» TASK TO CARRY OUT: Repeat the records word for word, beginning with the line containing "Where can you spot the cloudy" and continuing through the line containing "column 294, row 302", but leave out any pictures.

═══ DATA LISTING

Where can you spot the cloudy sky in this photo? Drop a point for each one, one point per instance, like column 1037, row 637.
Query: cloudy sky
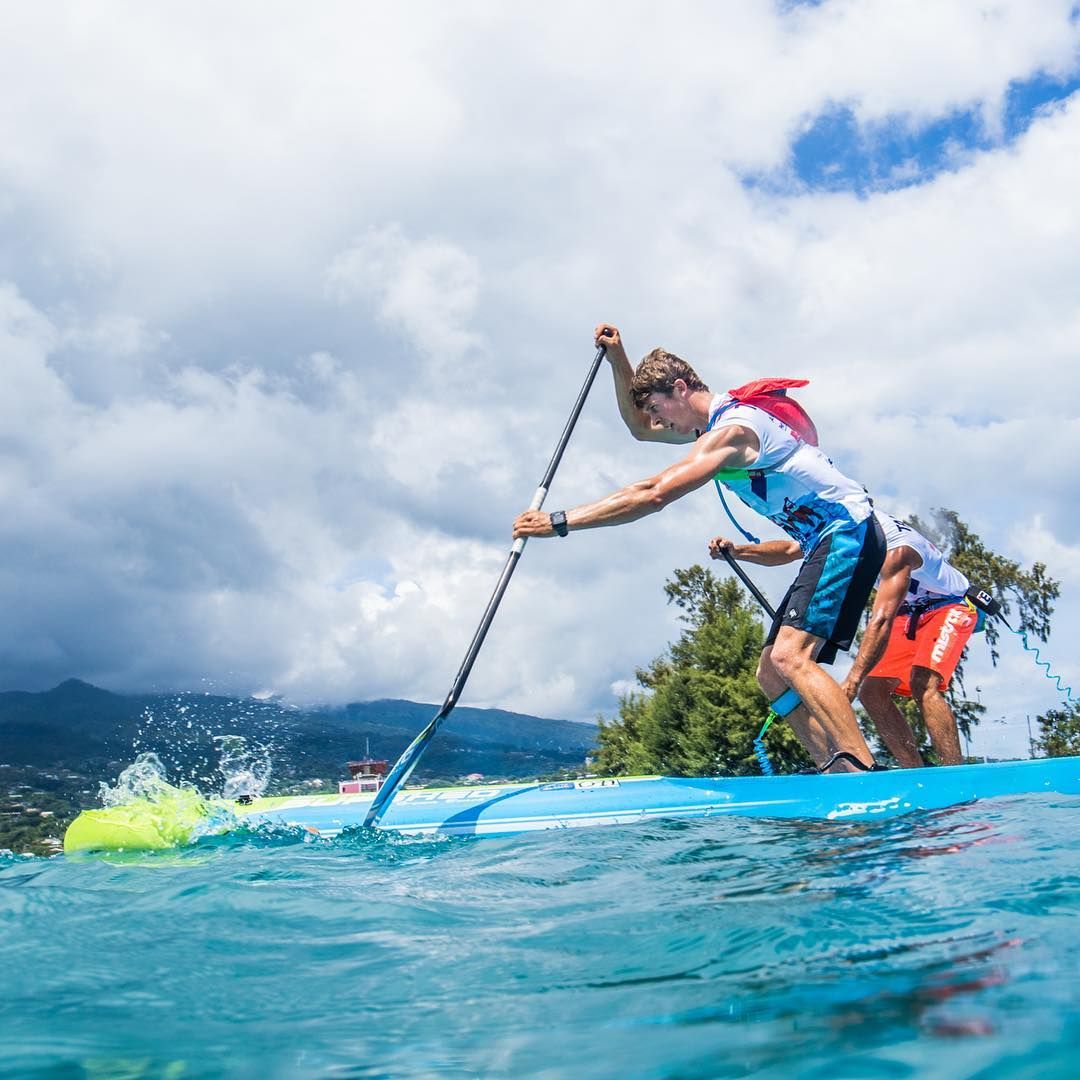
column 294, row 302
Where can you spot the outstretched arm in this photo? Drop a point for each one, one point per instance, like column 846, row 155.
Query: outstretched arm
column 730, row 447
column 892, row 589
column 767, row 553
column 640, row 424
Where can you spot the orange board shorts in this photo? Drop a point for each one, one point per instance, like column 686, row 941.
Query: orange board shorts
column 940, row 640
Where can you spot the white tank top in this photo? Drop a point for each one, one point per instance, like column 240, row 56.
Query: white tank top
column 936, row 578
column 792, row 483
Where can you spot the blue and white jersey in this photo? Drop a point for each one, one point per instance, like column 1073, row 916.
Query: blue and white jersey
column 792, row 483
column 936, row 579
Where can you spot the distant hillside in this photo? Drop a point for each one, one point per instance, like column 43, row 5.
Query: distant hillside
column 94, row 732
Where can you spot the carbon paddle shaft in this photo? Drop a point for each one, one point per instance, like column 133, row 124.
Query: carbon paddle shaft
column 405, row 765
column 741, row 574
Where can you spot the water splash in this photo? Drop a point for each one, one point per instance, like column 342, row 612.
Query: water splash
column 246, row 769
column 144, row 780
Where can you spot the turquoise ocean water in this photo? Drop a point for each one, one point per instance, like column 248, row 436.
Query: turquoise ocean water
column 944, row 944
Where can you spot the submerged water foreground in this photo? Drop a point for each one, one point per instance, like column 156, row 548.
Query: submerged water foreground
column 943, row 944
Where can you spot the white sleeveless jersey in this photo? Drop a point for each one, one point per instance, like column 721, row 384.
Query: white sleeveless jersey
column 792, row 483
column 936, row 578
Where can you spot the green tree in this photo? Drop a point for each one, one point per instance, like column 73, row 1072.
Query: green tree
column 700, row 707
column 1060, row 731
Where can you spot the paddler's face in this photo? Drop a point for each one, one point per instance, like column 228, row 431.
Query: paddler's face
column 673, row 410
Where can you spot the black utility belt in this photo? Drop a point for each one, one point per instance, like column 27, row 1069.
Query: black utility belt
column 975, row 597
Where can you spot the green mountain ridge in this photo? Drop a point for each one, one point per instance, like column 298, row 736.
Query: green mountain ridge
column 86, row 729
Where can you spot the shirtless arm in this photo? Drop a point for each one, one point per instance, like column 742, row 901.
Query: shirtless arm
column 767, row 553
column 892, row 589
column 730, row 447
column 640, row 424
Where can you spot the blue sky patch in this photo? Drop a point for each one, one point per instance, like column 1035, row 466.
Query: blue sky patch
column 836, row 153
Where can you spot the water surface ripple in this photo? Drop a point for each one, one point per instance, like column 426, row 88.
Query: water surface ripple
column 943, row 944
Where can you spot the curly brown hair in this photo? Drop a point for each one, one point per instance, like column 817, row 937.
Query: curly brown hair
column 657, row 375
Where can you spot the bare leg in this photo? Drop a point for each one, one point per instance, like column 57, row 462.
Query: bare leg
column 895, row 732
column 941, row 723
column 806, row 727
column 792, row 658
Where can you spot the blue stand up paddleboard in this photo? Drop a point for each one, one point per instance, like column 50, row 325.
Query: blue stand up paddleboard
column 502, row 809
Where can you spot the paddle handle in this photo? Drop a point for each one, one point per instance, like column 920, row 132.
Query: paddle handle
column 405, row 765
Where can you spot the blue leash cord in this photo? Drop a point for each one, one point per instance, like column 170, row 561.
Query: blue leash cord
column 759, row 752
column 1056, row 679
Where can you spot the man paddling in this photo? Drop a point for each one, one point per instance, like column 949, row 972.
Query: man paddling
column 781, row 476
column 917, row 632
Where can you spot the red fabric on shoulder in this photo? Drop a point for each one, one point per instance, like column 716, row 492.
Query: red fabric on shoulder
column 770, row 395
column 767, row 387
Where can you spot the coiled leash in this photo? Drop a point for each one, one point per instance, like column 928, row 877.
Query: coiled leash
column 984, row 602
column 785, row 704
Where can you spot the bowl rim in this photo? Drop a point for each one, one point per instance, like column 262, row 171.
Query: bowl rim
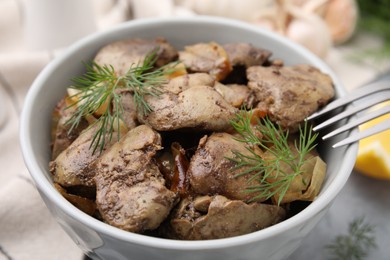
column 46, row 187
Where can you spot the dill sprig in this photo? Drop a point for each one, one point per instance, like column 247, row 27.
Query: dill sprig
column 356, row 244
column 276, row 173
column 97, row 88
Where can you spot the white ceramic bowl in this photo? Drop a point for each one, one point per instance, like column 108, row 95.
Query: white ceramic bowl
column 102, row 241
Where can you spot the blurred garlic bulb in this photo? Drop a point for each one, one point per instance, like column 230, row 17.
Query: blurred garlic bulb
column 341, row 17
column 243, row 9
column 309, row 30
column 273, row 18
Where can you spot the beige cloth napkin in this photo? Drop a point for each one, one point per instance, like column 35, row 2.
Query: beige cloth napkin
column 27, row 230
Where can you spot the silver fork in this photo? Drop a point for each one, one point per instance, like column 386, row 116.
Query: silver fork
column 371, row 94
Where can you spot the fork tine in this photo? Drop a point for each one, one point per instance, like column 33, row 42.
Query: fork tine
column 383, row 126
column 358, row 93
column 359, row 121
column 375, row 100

══════
═══ DATA LISTING

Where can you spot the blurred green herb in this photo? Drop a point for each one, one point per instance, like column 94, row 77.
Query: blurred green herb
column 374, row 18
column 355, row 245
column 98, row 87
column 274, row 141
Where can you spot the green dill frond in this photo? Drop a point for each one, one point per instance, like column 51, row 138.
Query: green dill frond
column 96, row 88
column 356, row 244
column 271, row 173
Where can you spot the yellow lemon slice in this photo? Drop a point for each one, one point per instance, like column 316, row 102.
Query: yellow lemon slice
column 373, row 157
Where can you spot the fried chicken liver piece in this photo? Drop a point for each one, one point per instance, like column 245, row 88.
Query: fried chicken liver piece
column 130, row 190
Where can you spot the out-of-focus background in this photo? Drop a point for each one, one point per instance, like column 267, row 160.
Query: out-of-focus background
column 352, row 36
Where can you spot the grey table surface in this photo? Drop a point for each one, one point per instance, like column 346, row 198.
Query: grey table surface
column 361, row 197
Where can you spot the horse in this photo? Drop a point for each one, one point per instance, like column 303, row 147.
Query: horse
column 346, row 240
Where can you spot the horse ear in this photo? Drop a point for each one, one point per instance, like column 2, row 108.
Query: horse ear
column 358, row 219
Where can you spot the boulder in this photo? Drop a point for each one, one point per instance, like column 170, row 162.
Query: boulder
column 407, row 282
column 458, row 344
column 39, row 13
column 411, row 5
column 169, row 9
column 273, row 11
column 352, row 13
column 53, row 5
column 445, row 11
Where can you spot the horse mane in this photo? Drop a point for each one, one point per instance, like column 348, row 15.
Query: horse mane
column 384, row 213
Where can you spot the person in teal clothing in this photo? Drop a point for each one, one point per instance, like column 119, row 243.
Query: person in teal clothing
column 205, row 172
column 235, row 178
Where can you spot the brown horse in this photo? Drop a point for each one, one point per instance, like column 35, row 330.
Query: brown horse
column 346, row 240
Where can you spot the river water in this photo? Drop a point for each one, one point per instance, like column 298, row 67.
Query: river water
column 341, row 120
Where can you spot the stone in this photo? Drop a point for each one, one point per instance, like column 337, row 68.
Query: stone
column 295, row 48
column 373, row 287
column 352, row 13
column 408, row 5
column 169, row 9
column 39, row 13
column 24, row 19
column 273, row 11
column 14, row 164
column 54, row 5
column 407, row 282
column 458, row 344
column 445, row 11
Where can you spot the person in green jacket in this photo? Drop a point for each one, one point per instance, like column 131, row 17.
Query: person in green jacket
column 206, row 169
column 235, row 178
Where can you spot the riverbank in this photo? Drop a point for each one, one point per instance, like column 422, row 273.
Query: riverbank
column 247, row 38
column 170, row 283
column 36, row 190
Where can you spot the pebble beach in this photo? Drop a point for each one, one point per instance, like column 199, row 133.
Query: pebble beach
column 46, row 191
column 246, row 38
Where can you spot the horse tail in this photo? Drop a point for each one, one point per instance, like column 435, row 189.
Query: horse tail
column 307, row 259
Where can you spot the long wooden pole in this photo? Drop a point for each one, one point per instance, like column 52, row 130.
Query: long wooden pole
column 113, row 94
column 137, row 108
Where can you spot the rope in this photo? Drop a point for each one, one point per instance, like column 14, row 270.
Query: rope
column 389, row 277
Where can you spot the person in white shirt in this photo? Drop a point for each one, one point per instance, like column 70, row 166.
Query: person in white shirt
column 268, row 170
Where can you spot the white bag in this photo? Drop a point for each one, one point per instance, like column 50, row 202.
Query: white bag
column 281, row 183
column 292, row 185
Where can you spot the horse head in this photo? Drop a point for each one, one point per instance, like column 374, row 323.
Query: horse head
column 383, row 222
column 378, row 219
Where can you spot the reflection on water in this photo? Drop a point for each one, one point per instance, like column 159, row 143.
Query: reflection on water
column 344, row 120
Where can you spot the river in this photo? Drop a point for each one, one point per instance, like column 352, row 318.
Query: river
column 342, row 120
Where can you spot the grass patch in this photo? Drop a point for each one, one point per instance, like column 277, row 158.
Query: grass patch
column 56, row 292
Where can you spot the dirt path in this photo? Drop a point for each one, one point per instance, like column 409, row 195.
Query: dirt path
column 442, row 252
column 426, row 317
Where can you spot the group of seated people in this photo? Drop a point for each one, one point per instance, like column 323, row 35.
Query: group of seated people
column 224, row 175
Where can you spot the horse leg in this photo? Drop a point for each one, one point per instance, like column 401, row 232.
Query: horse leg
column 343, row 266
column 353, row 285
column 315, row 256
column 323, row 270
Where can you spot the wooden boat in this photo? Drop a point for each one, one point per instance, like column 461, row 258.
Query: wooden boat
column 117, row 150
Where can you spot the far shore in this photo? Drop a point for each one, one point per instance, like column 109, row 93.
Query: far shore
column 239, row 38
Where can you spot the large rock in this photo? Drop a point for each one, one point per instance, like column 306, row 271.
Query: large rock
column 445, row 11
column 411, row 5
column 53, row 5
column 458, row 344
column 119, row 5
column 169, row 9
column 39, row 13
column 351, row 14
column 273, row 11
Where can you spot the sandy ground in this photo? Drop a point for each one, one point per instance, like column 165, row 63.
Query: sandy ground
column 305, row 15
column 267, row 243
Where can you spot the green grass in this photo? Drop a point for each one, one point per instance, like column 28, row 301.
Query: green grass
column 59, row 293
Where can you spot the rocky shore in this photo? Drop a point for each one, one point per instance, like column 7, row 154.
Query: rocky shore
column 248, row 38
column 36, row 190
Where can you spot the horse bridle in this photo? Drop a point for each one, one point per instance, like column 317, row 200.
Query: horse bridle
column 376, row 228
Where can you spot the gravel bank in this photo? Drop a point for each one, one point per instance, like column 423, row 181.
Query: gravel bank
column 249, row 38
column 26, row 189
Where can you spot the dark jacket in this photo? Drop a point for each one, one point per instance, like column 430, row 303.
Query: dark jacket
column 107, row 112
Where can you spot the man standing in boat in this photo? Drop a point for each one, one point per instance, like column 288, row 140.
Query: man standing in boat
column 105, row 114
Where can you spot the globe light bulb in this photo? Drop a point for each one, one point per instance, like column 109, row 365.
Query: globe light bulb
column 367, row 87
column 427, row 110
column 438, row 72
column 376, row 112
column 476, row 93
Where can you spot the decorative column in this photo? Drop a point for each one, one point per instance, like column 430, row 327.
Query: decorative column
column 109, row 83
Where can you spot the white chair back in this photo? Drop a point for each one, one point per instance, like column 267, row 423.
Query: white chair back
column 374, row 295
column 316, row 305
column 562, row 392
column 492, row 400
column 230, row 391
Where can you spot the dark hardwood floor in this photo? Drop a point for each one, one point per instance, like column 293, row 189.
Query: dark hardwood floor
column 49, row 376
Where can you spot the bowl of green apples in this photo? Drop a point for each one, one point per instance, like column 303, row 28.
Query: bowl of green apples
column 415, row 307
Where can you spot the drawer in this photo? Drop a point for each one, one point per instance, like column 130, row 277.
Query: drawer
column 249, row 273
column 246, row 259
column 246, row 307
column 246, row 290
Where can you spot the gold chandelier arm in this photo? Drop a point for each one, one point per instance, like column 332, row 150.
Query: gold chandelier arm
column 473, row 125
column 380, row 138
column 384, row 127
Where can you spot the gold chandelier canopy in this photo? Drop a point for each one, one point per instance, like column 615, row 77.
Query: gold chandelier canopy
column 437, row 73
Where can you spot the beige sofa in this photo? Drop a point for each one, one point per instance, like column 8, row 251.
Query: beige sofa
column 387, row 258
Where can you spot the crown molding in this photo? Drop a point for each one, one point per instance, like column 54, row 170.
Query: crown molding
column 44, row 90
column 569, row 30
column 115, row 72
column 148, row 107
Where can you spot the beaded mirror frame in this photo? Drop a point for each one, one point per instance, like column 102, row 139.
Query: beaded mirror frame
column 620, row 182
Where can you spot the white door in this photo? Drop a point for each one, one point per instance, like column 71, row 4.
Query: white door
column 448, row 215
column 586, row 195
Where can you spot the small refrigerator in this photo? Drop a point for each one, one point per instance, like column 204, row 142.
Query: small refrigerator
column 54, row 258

══════

» RESPONSE TO THE EXERCISE:
Where can you spot the cloudy sky in this photo? Drop a point for each one, one point per instance, like column 1037, row 637.
Query: cloudy sky
column 294, row 302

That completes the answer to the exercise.